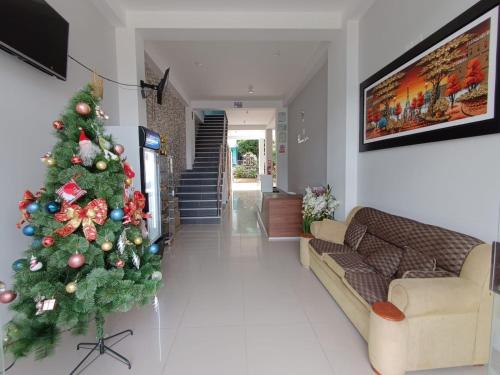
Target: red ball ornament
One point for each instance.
(48, 241)
(58, 125)
(7, 296)
(76, 260)
(77, 160)
(83, 109)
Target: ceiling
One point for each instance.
(224, 70)
(342, 6)
(251, 116)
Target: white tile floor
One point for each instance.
(233, 303)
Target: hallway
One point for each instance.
(233, 304)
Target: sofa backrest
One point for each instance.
(449, 248)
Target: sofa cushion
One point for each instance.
(326, 247)
(347, 262)
(390, 228)
(370, 244)
(414, 260)
(373, 287)
(427, 274)
(354, 235)
(449, 248)
(385, 261)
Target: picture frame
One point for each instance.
(443, 88)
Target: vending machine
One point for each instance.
(142, 147)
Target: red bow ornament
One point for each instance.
(28, 197)
(95, 212)
(134, 209)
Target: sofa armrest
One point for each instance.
(417, 297)
(329, 230)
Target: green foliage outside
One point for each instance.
(102, 287)
(248, 145)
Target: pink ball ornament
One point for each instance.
(7, 296)
(83, 109)
(76, 260)
(118, 149)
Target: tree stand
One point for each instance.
(101, 346)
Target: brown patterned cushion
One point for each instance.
(326, 247)
(354, 235)
(373, 287)
(351, 262)
(370, 244)
(421, 274)
(390, 228)
(386, 261)
(448, 248)
(416, 261)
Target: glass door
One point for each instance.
(151, 180)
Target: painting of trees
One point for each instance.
(474, 74)
(453, 87)
(439, 63)
(385, 91)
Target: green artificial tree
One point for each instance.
(90, 254)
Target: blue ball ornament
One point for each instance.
(117, 214)
(52, 207)
(19, 265)
(32, 207)
(29, 230)
(154, 248)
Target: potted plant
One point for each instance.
(318, 203)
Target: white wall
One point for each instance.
(455, 183)
(307, 160)
(29, 101)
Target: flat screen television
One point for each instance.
(36, 33)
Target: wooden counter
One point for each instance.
(281, 214)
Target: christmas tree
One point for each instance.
(90, 255)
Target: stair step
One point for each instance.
(201, 220)
(198, 212)
(198, 204)
(197, 189)
(201, 196)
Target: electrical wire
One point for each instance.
(103, 77)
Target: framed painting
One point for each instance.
(443, 88)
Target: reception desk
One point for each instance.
(281, 214)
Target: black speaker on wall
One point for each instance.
(495, 268)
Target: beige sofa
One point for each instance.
(445, 321)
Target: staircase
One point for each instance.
(198, 190)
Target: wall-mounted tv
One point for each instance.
(36, 33)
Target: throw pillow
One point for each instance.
(354, 234)
(419, 274)
(414, 260)
(385, 261)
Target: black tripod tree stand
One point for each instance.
(100, 346)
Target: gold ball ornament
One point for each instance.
(83, 109)
(91, 213)
(50, 162)
(101, 165)
(107, 246)
(71, 287)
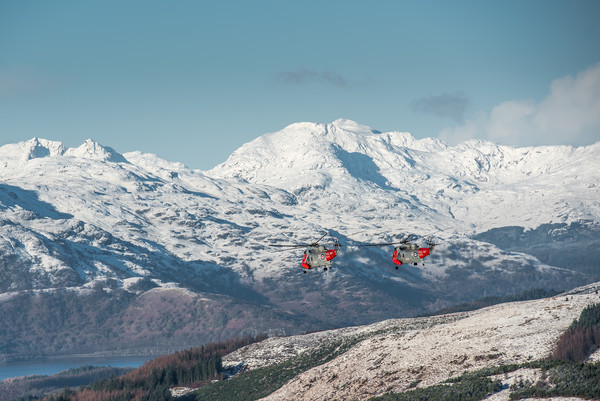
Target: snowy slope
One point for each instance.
(81, 216)
(474, 186)
(397, 355)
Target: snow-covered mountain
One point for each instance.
(89, 217)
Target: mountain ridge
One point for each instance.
(91, 218)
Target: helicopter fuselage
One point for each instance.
(409, 254)
(317, 256)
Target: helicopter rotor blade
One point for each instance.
(317, 241)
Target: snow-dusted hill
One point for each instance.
(89, 217)
(400, 354)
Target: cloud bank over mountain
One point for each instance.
(569, 114)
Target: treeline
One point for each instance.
(33, 387)
(152, 381)
(582, 338)
(564, 379)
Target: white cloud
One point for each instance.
(301, 77)
(446, 105)
(17, 80)
(570, 114)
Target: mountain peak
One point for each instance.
(93, 150)
(353, 126)
(36, 148)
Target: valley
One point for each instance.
(126, 254)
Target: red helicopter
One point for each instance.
(316, 255)
(406, 251)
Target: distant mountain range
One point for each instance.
(132, 252)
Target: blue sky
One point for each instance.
(192, 81)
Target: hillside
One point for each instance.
(398, 355)
(179, 256)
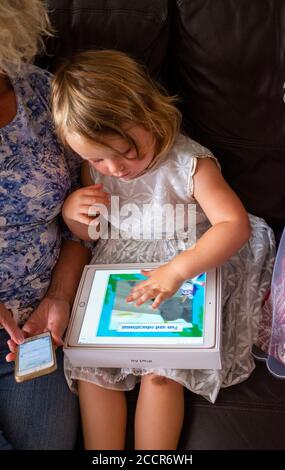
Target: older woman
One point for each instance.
(40, 264)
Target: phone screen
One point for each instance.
(35, 354)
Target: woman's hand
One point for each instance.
(162, 283)
(82, 205)
(52, 315)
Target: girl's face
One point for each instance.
(119, 159)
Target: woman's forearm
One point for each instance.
(217, 245)
(67, 271)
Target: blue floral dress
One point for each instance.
(35, 178)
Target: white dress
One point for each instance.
(245, 276)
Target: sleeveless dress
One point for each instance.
(245, 276)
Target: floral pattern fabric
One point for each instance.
(35, 177)
(245, 276)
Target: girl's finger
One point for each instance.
(139, 286)
(144, 298)
(159, 298)
(84, 219)
(12, 345)
(146, 272)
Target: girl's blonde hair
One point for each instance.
(97, 93)
(22, 22)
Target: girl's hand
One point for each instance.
(80, 206)
(162, 283)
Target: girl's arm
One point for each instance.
(230, 230)
(76, 208)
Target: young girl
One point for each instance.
(127, 131)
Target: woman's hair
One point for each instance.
(22, 22)
(98, 93)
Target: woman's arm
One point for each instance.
(67, 271)
(52, 314)
(54, 310)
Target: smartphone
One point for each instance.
(35, 357)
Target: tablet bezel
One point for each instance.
(82, 298)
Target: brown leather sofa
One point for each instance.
(226, 61)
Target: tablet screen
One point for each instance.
(109, 319)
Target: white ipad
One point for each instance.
(102, 318)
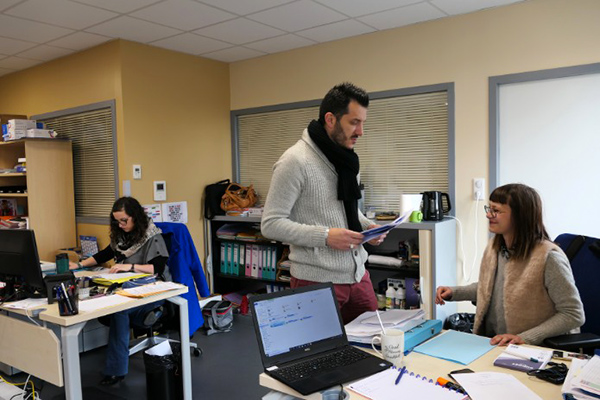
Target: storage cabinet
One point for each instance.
(224, 280)
(436, 243)
(49, 201)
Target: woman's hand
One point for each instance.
(378, 240)
(506, 339)
(442, 293)
(343, 239)
(120, 268)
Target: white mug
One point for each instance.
(392, 346)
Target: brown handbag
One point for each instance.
(237, 197)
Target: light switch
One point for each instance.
(137, 171)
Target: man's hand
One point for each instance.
(442, 293)
(343, 239)
(378, 240)
(506, 339)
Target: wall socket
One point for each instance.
(478, 188)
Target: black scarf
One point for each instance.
(346, 165)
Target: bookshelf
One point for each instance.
(49, 201)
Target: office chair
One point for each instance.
(584, 255)
(160, 319)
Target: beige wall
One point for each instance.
(466, 50)
(172, 116)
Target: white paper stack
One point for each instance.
(365, 327)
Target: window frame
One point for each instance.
(447, 87)
(110, 104)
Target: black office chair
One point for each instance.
(161, 320)
(584, 255)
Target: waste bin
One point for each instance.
(163, 374)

• • •

Could you copy out, word for word, everything in the listing from the line containing "Target: brown handbag" down to its final line, with both of those lines included?

### Worked answer
Target: brown handbag
One point for each instance.
(237, 197)
Target: light switch
One point for each instance.
(137, 171)
Target: man's hand
One point for each instance.
(442, 293)
(343, 239)
(378, 240)
(506, 339)
Target: wall socket
One point for each instance.
(478, 188)
Target: black scarf
One point for each instance.
(346, 165)
Target: bookshelf
One point for each instance.
(49, 201)
Target: office chair
One point for each instance.
(584, 255)
(160, 319)
Target: beige wall
One point for each instance.
(466, 50)
(172, 116)
Target: white paper stack
One point for each instance.
(365, 327)
Target: window frame
One point for each instance.
(447, 87)
(110, 104)
Target: black office chair
One point for each instance.
(161, 320)
(584, 255)
Target: waste bin
One point for each instance.
(163, 374)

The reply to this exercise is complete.